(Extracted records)
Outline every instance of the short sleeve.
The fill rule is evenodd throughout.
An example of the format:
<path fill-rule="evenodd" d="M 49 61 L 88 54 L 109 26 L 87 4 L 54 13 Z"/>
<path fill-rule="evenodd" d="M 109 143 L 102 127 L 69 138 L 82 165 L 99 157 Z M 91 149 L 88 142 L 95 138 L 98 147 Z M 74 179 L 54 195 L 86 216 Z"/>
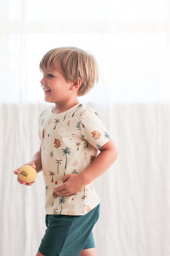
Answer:
<path fill-rule="evenodd" d="M 98 114 L 89 109 L 83 114 L 81 120 L 81 136 L 95 148 L 99 149 L 111 139 Z"/>

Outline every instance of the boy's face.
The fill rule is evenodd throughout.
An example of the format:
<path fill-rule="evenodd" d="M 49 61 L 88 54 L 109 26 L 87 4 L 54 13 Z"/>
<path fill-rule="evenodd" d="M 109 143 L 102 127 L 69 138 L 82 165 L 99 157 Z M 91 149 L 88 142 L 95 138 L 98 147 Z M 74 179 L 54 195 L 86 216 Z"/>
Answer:
<path fill-rule="evenodd" d="M 45 101 L 56 104 L 66 103 L 72 96 L 70 90 L 72 82 L 65 80 L 60 72 L 57 62 L 54 69 L 47 66 L 43 71 L 43 77 L 40 81 L 44 91 Z"/>

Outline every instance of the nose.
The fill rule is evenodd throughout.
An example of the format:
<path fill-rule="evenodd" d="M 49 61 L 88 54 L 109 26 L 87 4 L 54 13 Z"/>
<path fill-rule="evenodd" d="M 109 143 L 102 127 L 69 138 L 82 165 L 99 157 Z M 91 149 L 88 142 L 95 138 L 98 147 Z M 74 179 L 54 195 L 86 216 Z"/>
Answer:
<path fill-rule="evenodd" d="M 44 76 L 40 80 L 40 82 L 41 85 L 42 85 L 45 84 L 45 79 L 44 78 Z"/>

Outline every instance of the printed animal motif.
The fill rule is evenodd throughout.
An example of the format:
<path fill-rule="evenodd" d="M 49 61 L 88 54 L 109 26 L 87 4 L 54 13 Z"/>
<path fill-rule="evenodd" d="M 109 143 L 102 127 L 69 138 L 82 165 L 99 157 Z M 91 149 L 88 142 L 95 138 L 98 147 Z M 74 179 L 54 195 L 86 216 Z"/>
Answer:
<path fill-rule="evenodd" d="M 101 136 L 101 133 L 97 130 L 93 131 L 91 133 L 92 135 L 93 138 L 94 138 L 95 139 L 100 139 L 100 137 Z"/>

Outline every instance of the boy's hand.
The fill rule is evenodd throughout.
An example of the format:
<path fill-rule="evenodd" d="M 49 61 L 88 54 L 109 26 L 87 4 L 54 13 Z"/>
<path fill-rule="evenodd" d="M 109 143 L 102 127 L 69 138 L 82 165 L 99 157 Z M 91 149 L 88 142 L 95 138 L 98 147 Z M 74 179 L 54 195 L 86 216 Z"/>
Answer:
<path fill-rule="evenodd" d="M 80 174 L 69 174 L 63 178 L 63 184 L 53 188 L 60 197 L 67 197 L 75 194 L 84 186 Z"/>
<path fill-rule="evenodd" d="M 27 164 L 25 164 L 28 165 L 30 165 L 31 166 L 33 167 L 34 168 L 34 169 L 35 169 L 36 168 L 36 166 L 34 162 L 29 162 Z M 20 178 L 19 178 L 18 175 L 20 174 L 20 169 L 21 167 L 22 166 L 21 166 L 21 167 L 20 167 L 20 168 L 18 168 L 17 169 L 16 169 L 16 170 L 15 170 L 15 171 L 13 171 L 13 173 L 15 174 L 16 174 L 16 175 L 18 175 L 18 177 L 17 177 L 18 181 L 19 182 L 19 183 L 20 183 L 21 184 L 26 185 L 27 186 L 31 186 L 31 185 L 33 183 L 34 183 L 35 181 L 34 181 L 30 183 L 26 183 L 25 181 L 21 181 L 21 180 L 20 180 Z"/>

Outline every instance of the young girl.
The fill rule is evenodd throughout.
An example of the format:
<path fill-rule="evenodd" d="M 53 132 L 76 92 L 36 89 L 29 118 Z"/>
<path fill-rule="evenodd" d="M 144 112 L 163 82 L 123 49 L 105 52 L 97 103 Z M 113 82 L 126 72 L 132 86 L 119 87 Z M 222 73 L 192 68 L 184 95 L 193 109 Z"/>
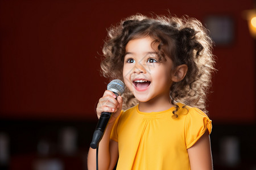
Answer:
<path fill-rule="evenodd" d="M 188 17 L 137 14 L 108 33 L 102 73 L 126 89 L 117 100 L 106 91 L 97 105 L 98 117 L 113 113 L 99 144 L 99 169 L 117 162 L 122 170 L 212 169 L 204 113 L 214 60 L 205 28 Z M 89 169 L 96 169 L 96 152 L 90 148 Z"/>

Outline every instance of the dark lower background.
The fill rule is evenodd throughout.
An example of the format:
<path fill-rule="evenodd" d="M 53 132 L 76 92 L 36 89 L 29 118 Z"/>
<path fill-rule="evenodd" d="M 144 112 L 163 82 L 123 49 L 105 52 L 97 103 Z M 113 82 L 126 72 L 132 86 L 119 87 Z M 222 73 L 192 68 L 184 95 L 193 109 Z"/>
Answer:
<path fill-rule="evenodd" d="M 86 169 L 106 28 L 137 12 L 188 15 L 216 56 L 207 108 L 214 169 L 256 169 L 254 0 L 0 0 L 1 169 Z M 169 11 L 168 11 L 169 10 Z"/>
<path fill-rule="evenodd" d="M 2 164 L 1 169 L 87 169 L 87 151 L 96 124 L 84 121 L 1 120 L 0 128 L 8 134 L 10 155 L 8 163 Z M 213 126 L 210 138 L 214 169 L 255 169 L 256 125 L 213 123 Z M 61 133 L 67 128 L 75 129 L 77 134 L 76 149 L 71 154 L 64 153 L 61 147 Z M 49 147 L 48 150 L 44 147 L 48 151 L 44 154 L 39 148 L 42 141 Z M 231 148 L 227 150 L 227 146 Z M 36 169 L 40 161 L 44 161 L 48 169 Z"/>

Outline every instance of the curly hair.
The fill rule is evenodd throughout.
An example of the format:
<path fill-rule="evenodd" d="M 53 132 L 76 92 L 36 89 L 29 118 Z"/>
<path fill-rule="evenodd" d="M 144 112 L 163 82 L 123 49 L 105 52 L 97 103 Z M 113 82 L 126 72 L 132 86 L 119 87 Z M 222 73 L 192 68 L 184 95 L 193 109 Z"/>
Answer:
<path fill-rule="evenodd" d="M 171 103 L 176 109 L 176 102 L 197 107 L 207 113 L 207 95 L 211 85 L 212 73 L 214 70 L 213 41 L 201 23 L 188 16 L 148 17 L 141 14 L 131 16 L 108 29 L 108 36 L 102 52 L 105 58 L 101 63 L 101 73 L 110 80 L 123 80 L 122 69 L 125 47 L 133 39 L 150 36 L 158 42 L 158 54 L 160 62 L 171 58 L 174 67 L 185 64 L 188 71 L 184 78 L 174 82 L 170 88 Z M 123 96 L 123 108 L 138 103 L 127 89 Z"/>

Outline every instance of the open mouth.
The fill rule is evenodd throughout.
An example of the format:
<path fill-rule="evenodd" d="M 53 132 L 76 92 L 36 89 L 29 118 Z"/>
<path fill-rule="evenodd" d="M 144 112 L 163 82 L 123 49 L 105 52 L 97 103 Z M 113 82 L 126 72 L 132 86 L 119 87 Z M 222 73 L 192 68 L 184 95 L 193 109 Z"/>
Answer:
<path fill-rule="evenodd" d="M 133 82 L 133 84 L 138 89 L 143 89 L 150 85 L 151 82 L 146 80 L 136 80 Z"/>

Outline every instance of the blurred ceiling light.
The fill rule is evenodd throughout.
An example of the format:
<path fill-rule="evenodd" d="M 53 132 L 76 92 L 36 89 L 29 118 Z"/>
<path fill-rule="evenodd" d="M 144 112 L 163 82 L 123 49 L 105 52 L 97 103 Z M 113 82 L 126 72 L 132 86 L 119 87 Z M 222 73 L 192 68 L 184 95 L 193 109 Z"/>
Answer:
<path fill-rule="evenodd" d="M 250 33 L 256 39 L 256 9 L 244 11 L 243 15 L 248 21 Z"/>

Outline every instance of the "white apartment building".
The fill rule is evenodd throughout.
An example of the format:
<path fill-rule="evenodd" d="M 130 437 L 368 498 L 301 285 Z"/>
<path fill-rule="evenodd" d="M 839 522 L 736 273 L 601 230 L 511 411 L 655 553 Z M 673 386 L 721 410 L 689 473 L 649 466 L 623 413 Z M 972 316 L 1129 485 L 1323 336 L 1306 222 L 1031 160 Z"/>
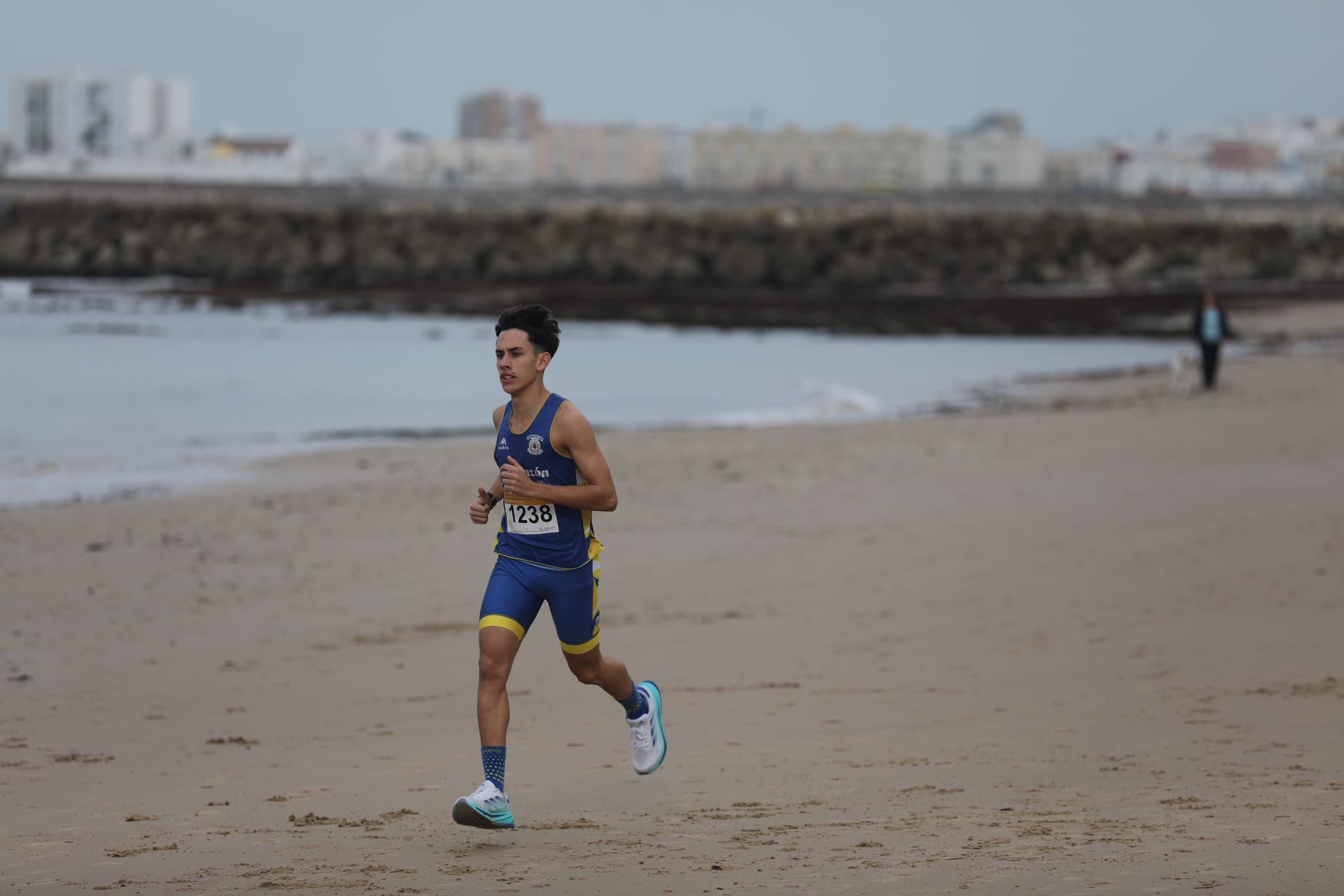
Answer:
<path fill-rule="evenodd" d="M 546 125 L 532 138 L 532 179 L 558 187 L 684 183 L 685 142 L 656 125 Z"/>
<path fill-rule="evenodd" d="M 9 133 L 20 157 L 171 159 L 191 140 L 191 85 L 144 73 L 15 78 Z"/>
<path fill-rule="evenodd" d="M 1046 183 L 1046 145 L 1028 137 L 1012 113 L 989 113 L 943 145 L 946 168 L 930 187 L 1036 189 Z"/>
<path fill-rule="evenodd" d="M 710 189 L 918 189 L 941 168 L 937 141 L 909 128 L 691 134 L 691 181 Z"/>
<path fill-rule="evenodd" d="M 305 180 L 406 185 L 520 187 L 532 175 L 532 148 L 517 140 L 430 140 L 398 130 L 366 130 L 309 145 Z"/>
<path fill-rule="evenodd" d="M 1031 189 L 1046 176 L 1046 146 L 1008 113 L 946 137 L 910 128 L 857 130 L 698 130 L 691 179 L 720 189 Z"/>
<path fill-rule="evenodd" d="M 1344 140 L 1304 149 L 1298 160 L 1310 188 L 1344 191 Z"/>

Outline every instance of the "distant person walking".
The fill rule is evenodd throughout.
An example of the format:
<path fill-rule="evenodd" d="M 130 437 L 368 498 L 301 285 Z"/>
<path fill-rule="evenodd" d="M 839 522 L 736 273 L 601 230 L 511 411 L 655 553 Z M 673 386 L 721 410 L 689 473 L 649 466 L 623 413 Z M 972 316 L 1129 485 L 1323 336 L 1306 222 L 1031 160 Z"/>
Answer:
<path fill-rule="evenodd" d="M 1223 310 L 1212 290 L 1204 290 L 1204 298 L 1191 317 L 1189 329 L 1191 337 L 1199 343 L 1199 351 L 1204 360 L 1204 388 L 1216 388 L 1218 356 L 1223 348 L 1223 340 L 1232 339 L 1232 328 L 1227 321 L 1227 312 Z"/>

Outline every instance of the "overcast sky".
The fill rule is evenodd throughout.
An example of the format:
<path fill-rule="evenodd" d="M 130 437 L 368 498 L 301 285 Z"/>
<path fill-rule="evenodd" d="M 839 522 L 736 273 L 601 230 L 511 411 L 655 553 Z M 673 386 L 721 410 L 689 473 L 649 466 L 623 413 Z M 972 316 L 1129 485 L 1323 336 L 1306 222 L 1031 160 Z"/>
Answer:
<path fill-rule="evenodd" d="M 487 86 L 548 120 L 906 124 L 1020 111 L 1058 146 L 1344 114 L 1340 0 L 0 0 L 0 78 L 190 79 L 194 125 L 456 132 Z M 9 130 L 8 90 L 0 128 Z"/>

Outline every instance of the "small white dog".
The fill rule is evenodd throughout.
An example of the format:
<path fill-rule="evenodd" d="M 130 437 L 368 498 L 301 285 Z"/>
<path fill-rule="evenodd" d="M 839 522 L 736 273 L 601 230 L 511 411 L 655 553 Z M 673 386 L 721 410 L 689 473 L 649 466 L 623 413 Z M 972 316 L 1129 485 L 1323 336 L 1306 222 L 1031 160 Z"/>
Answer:
<path fill-rule="evenodd" d="M 1176 357 L 1172 359 L 1172 392 L 1189 395 L 1199 376 L 1199 356 L 1195 355 L 1195 351 L 1183 348 L 1176 352 Z"/>

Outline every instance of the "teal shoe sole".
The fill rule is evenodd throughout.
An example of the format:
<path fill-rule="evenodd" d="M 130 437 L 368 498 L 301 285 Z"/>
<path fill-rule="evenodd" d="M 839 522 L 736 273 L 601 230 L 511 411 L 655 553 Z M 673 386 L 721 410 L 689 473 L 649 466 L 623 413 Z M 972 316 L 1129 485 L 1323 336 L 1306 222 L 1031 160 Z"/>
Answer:
<path fill-rule="evenodd" d="M 505 829 L 513 826 L 513 813 L 501 817 L 491 817 L 478 810 L 466 798 L 453 803 L 453 821 L 468 827 Z"/>
<path fill-rule="evenodd" d="M 652 775 L 655 771 L 663 767 L 663 760 L 668 755 L 668 737 L 663 731 L 663 692 L 652 681 L 641 681 L 640 686 L 649 696 L 649 711 L 653 713 L 653 731 L 657 733 L 659 744 L 663 747 L 663 752 L 659 754 L 659 760 L 648 771 L 637 771 L 641 775 Z"/>

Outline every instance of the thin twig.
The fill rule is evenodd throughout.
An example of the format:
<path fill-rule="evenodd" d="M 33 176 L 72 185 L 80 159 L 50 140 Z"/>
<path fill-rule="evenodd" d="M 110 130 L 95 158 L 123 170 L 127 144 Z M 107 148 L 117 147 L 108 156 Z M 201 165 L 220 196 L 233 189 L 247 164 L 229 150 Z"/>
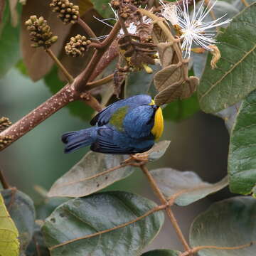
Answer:
<path fill-rule="evenodd" d="M 102 43 L 102 48 L 95 50 L 91 61 L 89 63 L 85 70 L 82 71 L 75 80 L 73 86 L 76 91 L 81 92 L 85 90 L 85 85 L 90 82 L 91 76 L 91 72 L 90 71 L 93 70 L 95 68 L 106 51 L 106 49 L 115 38 L 119 29 L 119 23 L 116 22 L 108 37 Z"/>
<path fill-rule="evenodd" d="M 37 242 L 37 240 L 36 240 L 35 236 L 33 237 L 33 240 L 35 243 L 37 256 L 41 256 L 41 254 L 40 252 L 40 246 L 39 246 L 38 243 Z"/>
<path fill-rule="evenodd" d="M 60 61 L 58 59 L 58 58 L 55 55 L 55 54 L 53 53 L 53 51 L 50 48 L 46 49 L 46 52 L 53 60 L 53 61 L 56 63 L 58 67 L 60 68 L 60 70 L 63 72 L 63 73 L 64 74 L 64 75 L 67 78 L 68 82 L 70 84 L 71 84 L 74 81 L 73 77 L 68 73 L 68 71 L 62 65 Z"/>
<path fill-rule="evenodd" d="M 243 249 L 248 247 L 250 246 L 252 246 L 253 244 L 255 244 L 256 241 L 251 242 L 246 245 L 239 245 L 239 246 L 234 246 L 234 247 L 218 247 L 218 246 L 214 246 L 214 245 L 204 245 L 204 246 L 198 246 L 196 247 L 193 247 L 193 249 L 191 249 L 186 252 L 184 252 L 183 253 L 181 253 L 178 256 L 188 256 L 191 253 L 196 253 L 198 252 L 199 250 L 203 250 L 203 249 L 215 249 L 215 250 L 239 250 L 239 249 Z"/>
<path fill-rule="evenodd" d="M 58 248 L 59 247 L 61 247 L 61 246 L 63 246 L 63 245 L 68 245 L 71 242 L 76 242 L 76 241 L 79 241 L 79 240 L 83 240 L 83 239 L 87 239 L 87 238 L 93 238 L 93 237 L 95 237 L 95 236 L 97 236 L 97 235 L 101 235 L 102 234 L 105 234 L 106 233 L 108 233 L 108 232 L 111 232 L 111 231 L 113 231 L 113 230 L 115 230 L 117 229 L 119 229 L 119 228 L 124 228 L 129 225 L 131 225 L 132 223 L 134 223 L 139 220 L 142 220 L 143 218 L 149 216 L 149 215 L 155 213 L 155 212 L 157 212 L 157 211 L 159 211 L 159 210 L 162 210 L 164 209 L 165 209 L 166 207 L 168 207 L 168 205 L 162 205 L 162 206 L 156 206 L 154 208 L 153 208 L 152 209 L 149 210 L 149 211 L 147 211 L 146 213 L 144 213 L 144 215 L 142 215 L 142 216 L 139 216 L 131 221 L 129 221 L 129 222 L 127 222 L 124 224 L 121 224 L 121 225 L 119 225 L 116 227 L 114 227 L 114 228 L 109 228 L 109 229 L 107 229 L 107 230 L 102 230 L 102 231 L 99 231 L 99 232 L 97 232 L 95 233 L 93 233 L 93 234 L 90 234 L 90 235 L 85 235 L 85 236 L 82 236 L 82 237 L 80 237 L 80 238 L 75 238 L 75 239 L 72 239 L 72 240 L 70 240 L 68 241 L 66 241 L 66 242 L 62 242 L 59 245 L 53 245 L 50 247 L 49 247 L 49 250 L 50 251 L 55 249 L 55 248 Z"/>
<path fill-rule="evenodd" d="M 8 183 L 6 177 L 4 175 L 4 172 L 0 169 L 0 181 L 4 189 L 8 189 L 11 188 L 11 186 Z"/>
<path fill-rule="evenodd" d="M 156 23 L 163 31 L 164 33 L 166 35 L 167 38 L 167 41 L 169 43 L 173 43 L 174 45 L 174 49 L 176 53 L 177 58 L 178 61 L 185 65 L 182 65 L 182 70 L 183 70 L 183 77 L 184 80 L 186 80 L 188 78 L 188 65 L 186 63 L 188 63 L 188 59 L 183 59 L 182 58 L 182 52 L 181 48 L 179 46 L 179 39 L 176 39 L 174 36 L 171 33 L 169 28 L 166 26 L 166 25 L 164 23 L 166 22 L 165 19 L 164 18 L 159 18 L 155 14 L 152 14 L 151 12 L 145 10 L 144 9 L 139 9 L 139 11 L 142 14 L 143 16 L 146 16 L 151 19 L 153 20 L 153 23 Z"/>
<path fill-rule="evenodd" d="M 159 188 L 156 181 L 154 181 L 152 176 L 149 173 L 149 170 L 146 167 L 146 166 L 141 165 L 140 168 L 142 170 L 142 171 L 144 173 L 144 174 L 146 175 L 146 178 L 148 178 L 154 191 L 156 193 L 157 196 L 160 199 L 161 203 L 163 204 L 169 204 L 166 199 L 164 196 L 163 193 L 161 192 L 160 189 Z M 190 247 L 189 247 L 188 242 L 186 242 L 186 240 L 184 238 L 184 235 L 182 233 L 182 231 L 178 224 L 178 222 L 177 222 L 172 210 L 171 210 L 171 208 L 170 207 L 166 208 L 166 211 L 167 215 L 168 215 L 169 220 L 171 220 L 178 238 L 180 238 L 183 245 L 184 246 L 185 250 L 186 251 L 190 250 L 191 250 Z"/>
<path fill-rule="evenodd" d="M 98 86 L 105 85 L 106 83 L 112 80 L 113 78 L 114 78 L 114 74 L 110 74 L 110 75 L 109 75 L 102 79 L 99 79 L 96 81 L 89 82 L 87 82 L 86 86 L 90 87 L 90 89 L 92 89 L 92 88 L 97 87 Z"/>
<path fill-rule="evenodd" d="M 81 26 L 81 27 L 84 29 L 85 33 L 90 36 L 90 38 L 95 38 L 97 43 L 100 43 L 100 41 L 96 39 L 97 36 L 92 31 L 91 28 L 80 18 L 78 18 L 78 23 Z"/>

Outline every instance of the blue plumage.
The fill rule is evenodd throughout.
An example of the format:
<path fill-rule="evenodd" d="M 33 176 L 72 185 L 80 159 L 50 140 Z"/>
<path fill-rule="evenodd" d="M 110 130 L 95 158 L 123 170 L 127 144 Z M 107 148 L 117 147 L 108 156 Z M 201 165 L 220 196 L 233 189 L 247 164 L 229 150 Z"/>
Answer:
<path fill-rule="evenodd" d="M 92 128 L 67 132 L 62 136 L 65 153 L 91 145 L 91 150 L 113 154 L 141 153 L 154 144 L 151 130 L 157 107 L 149 95 L 119 100 L 98 113 Z"/>

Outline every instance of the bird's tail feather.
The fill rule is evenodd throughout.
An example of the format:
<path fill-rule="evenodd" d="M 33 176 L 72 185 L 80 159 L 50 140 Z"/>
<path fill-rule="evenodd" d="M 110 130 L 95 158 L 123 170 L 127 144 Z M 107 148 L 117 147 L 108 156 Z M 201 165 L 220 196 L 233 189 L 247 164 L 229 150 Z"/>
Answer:
<path fill-rule="evenodd" d="M 94 142 L 92 136 L 95 127 L 85 129 L 80 131 L 66 132 L 61 137 L 61 140 L 65 144 L 65 153 L 71 153 L 80 147 L 89 146 Z"/>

> [Problem to solve] How many lines of the records contain the string "white", with case taken into account? Reply with the number alone.

> [Full response] 2